▶ _The request_
Report how many lines of the records below contain the word "wall", giving the number alone.

▶ _Input data_

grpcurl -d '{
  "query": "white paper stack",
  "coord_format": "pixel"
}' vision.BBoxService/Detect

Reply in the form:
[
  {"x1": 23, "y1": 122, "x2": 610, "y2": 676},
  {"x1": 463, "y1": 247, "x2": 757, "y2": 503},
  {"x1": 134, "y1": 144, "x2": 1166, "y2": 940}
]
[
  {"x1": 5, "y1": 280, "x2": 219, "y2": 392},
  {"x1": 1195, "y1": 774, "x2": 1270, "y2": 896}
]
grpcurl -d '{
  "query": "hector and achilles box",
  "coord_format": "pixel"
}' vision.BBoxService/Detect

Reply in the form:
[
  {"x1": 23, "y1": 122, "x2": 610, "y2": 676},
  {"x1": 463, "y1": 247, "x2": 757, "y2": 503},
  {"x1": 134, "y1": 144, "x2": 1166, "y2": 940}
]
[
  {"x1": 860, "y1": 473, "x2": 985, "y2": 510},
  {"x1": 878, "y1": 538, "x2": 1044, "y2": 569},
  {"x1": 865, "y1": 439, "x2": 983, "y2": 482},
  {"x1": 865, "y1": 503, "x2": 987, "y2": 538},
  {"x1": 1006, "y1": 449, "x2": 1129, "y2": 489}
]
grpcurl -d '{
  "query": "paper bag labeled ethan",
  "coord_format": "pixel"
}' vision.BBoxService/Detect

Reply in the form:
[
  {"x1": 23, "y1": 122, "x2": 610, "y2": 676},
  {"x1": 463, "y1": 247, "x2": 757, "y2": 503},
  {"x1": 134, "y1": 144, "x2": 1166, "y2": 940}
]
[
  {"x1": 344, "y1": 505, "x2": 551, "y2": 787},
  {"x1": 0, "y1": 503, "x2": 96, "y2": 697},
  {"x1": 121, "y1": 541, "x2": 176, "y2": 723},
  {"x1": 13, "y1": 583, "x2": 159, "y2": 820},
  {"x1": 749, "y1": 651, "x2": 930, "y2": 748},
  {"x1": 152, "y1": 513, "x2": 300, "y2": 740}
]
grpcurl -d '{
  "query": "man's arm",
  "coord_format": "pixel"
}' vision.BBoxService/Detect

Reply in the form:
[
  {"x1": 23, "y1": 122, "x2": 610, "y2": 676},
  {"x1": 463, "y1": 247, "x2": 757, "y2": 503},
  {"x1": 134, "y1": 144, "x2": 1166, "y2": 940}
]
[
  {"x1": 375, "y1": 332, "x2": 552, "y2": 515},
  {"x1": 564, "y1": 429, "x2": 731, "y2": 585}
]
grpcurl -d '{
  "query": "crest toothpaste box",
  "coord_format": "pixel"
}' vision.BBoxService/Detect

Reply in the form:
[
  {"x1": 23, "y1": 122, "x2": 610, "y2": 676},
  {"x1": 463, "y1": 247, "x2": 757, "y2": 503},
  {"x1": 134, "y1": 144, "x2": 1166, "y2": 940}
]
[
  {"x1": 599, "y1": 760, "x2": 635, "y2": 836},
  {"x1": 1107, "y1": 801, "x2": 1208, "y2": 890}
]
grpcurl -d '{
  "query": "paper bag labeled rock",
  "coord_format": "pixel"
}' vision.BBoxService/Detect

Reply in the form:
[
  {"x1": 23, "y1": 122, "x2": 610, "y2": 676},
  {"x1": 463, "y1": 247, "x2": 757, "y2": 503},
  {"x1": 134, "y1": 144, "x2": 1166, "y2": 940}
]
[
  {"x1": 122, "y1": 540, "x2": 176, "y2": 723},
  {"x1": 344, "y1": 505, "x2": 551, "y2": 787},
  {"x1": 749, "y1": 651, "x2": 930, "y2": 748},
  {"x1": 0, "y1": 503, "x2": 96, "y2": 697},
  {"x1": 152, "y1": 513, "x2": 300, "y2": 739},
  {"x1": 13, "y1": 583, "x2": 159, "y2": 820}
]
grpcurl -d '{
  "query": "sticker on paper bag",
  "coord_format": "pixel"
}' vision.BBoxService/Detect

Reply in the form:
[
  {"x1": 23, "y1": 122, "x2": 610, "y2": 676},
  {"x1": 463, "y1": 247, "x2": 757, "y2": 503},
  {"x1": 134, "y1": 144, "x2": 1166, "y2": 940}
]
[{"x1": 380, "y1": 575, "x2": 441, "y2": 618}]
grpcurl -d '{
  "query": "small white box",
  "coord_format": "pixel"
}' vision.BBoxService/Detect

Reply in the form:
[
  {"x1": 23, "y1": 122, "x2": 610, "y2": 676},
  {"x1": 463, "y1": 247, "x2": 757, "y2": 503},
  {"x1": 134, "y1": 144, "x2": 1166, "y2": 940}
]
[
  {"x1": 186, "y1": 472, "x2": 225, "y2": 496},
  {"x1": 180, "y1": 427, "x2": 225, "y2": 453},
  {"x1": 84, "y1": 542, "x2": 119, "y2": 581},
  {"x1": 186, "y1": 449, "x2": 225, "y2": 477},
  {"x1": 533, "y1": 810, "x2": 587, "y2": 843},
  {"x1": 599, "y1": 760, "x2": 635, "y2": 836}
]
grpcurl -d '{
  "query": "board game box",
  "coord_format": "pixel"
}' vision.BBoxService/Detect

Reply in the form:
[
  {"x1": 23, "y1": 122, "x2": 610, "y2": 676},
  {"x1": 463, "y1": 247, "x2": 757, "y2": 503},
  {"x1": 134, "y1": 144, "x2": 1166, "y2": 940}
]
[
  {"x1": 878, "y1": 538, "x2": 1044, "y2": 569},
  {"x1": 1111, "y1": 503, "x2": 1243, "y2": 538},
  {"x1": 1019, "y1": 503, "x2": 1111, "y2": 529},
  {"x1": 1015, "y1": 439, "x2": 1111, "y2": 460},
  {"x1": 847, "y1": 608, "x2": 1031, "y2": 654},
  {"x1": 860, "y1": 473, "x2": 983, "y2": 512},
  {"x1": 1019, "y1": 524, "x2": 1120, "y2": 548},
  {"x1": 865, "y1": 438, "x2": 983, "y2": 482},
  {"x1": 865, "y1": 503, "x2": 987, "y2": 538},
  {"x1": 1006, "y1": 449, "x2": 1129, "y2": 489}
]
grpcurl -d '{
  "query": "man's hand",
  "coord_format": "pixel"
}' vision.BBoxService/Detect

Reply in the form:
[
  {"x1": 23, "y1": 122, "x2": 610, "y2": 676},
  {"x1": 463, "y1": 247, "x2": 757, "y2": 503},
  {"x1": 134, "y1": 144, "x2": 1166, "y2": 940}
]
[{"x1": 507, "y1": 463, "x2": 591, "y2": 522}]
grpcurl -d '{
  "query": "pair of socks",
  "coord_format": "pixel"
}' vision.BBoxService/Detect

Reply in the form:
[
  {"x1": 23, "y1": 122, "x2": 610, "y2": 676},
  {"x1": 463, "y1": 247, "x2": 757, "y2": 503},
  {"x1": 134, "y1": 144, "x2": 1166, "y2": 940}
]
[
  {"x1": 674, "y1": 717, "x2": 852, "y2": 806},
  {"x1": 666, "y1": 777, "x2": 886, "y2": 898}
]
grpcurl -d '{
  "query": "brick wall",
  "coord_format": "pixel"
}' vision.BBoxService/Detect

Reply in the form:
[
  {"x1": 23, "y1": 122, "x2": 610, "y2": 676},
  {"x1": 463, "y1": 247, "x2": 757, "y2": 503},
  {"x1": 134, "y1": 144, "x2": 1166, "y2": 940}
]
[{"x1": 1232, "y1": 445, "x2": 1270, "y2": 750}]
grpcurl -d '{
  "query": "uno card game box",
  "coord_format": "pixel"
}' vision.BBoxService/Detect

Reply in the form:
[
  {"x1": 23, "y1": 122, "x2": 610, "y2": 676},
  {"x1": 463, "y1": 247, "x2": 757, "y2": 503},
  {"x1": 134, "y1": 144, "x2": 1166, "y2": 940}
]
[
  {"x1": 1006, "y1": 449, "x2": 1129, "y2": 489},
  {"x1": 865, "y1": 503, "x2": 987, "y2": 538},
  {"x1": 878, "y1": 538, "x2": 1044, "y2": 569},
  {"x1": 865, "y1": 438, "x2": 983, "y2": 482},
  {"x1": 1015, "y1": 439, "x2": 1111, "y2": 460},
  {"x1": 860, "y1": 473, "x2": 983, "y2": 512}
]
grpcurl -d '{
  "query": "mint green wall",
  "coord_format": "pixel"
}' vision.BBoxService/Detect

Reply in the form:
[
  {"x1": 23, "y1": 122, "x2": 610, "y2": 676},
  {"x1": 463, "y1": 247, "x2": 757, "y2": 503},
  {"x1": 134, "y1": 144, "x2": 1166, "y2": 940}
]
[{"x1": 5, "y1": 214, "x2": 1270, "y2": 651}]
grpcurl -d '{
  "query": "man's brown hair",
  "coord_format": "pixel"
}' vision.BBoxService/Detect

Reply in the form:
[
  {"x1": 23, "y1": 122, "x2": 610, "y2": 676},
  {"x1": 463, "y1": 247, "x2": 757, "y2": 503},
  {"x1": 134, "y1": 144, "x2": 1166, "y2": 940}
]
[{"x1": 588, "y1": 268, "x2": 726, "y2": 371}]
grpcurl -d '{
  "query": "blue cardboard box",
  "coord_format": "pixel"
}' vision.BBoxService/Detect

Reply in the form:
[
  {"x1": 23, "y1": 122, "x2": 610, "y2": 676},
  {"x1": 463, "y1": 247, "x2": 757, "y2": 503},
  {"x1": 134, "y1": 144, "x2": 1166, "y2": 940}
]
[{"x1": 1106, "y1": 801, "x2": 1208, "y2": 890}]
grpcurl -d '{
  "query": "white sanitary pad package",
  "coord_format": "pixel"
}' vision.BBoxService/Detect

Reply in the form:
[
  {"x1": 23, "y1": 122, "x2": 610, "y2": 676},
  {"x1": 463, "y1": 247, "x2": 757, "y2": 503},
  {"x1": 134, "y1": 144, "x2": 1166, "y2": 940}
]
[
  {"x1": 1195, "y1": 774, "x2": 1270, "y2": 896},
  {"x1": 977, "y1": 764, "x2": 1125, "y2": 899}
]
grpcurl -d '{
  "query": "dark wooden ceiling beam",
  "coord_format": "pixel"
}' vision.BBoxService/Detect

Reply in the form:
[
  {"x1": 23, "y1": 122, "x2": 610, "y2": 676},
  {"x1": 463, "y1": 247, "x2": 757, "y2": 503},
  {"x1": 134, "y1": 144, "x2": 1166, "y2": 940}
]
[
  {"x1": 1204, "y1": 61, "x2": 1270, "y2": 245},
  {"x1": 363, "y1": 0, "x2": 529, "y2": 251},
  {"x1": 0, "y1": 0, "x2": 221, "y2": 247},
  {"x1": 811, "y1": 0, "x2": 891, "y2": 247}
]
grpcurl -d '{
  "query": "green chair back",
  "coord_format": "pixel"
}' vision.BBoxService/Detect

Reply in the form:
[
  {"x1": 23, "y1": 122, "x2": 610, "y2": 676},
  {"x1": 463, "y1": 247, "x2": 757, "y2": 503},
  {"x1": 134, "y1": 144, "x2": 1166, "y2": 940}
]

▶ _Expected output_
2